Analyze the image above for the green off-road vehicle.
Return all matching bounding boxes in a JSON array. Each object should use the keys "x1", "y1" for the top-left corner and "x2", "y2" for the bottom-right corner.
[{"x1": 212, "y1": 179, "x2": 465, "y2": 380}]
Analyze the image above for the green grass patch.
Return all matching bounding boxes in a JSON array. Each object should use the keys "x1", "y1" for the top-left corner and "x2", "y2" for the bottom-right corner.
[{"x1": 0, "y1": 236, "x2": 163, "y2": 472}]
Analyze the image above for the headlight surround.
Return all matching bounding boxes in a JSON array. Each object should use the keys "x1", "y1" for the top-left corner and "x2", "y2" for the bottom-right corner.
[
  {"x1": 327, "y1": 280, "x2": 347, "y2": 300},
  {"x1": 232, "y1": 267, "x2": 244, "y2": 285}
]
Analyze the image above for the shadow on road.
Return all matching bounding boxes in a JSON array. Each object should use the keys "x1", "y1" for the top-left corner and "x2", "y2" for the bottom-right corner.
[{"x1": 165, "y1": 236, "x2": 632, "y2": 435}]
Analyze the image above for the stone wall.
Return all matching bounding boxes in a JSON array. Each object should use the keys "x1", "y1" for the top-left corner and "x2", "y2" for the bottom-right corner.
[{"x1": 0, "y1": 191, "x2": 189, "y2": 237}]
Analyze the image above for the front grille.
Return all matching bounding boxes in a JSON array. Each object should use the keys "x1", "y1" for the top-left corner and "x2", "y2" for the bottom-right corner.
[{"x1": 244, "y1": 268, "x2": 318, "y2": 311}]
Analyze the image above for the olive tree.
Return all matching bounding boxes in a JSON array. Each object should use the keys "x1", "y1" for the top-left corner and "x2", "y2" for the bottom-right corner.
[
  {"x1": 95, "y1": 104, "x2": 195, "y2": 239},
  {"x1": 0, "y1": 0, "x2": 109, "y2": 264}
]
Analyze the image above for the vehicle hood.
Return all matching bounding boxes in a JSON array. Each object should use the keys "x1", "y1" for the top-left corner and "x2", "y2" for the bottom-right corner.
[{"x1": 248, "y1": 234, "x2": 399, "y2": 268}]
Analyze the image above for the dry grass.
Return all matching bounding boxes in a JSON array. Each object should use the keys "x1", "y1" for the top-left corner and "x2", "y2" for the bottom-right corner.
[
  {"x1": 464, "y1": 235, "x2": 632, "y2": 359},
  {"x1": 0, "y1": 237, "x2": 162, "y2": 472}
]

=-=-=

Every entry must be quoted exactly as it appears above.

**RESPONSE TO THIS TASK**
Analyze the image above for the green off-road vehicle.
Return all matching bounding boxes in a JSON array. Each object should use the keys "x1", "y1" for the top-left corner and "x2", "y2" for the bottom-right corner.
[{"x1": 212, "y1": 179, "x2": 465, "y2": 380}]
Analyze the image above for the green grass patch.
Return all matching bounding boxes in a JSON array. Each object should use the keys "x1", "y1" for the top-left corner and "x2", "y2" for the bottom-right corner.
[{"x1": 0, "y1": 236, "x2": 163, "y2": 472}]
Analyze the image above for the headlight surround.
Return all matching bounding boxes in a JSON array. Each object should use the keys "x1", "y1" for the top-left corner and "x2", "y2" for the bottom-right corner.
[
  {"x1": 327, "y1": 280, "x2": 347, "y2": 300},
  {"x1": 232, "y1": 267, "x2": 244, "y2": 285}
]
Analyze the image above for the shadow on road.
Return all matching bounding boxes in a JSON array. Each object should use the keys "x1", "y1" for the top-left corner and "x2", "y2" for the bottom-right corner.
[{"x1": 165, "y1": 236, "x2": 632, "y2": 435}]
Analyze the image above for the stone wall.
Return all matching bounding boxes in a JSON array. Each object should use the keys "x1", "y1" for the top-left corner and "x2", "y2" for the bottom-right corner.
[{"x1": 0, "y1": 191, "x2": 189, "y2": 237}]
Analyze the image above for the front grille.
Return all matching bounding boxes in a JSON array. Each object should use the keys "x1", "y1" for the top-left corner and "x2", "y2" for the bottom-right corner.
[{"x1": 244, "y1": 268, "x2": 318, "y2": 311}]
Analyze the image above for the olive tree.
Return all matching bounding boxes in a JSON array. Each object should use the keys "x1", "y1" for the top-left corner and "x2", "y2" for the bottom-right corner.
[
  {"x1": 95, "y1": 104, "x2": 195, "y2": 239},
  {"x1": 0, "y1": 0, "x2": 109, "y2": 264}
]
Analyze the image above for the vehicle hood.
Return all matching bounding boxes in a JSON array. Each object should use the keys "x1", "y1" for the top-left corner and "x2", "y2" for the bottom-right corner.
[{"x1": 248, "y1": 234, "x2": 399, "y2": 268}]
Analyze the image above for the dry grass.
Return all matching bounding boxes in a JSON array. Each object should use the keys "x1", "y1" for the top-left corner and "x2", "y2" for the bottom-right corner.
[
  {"x1": 464, "y1": 235, "x2": 632, "y2": 359},
  {"x1": 0, "y1": 237, "x2": 162, "y2": 472}
]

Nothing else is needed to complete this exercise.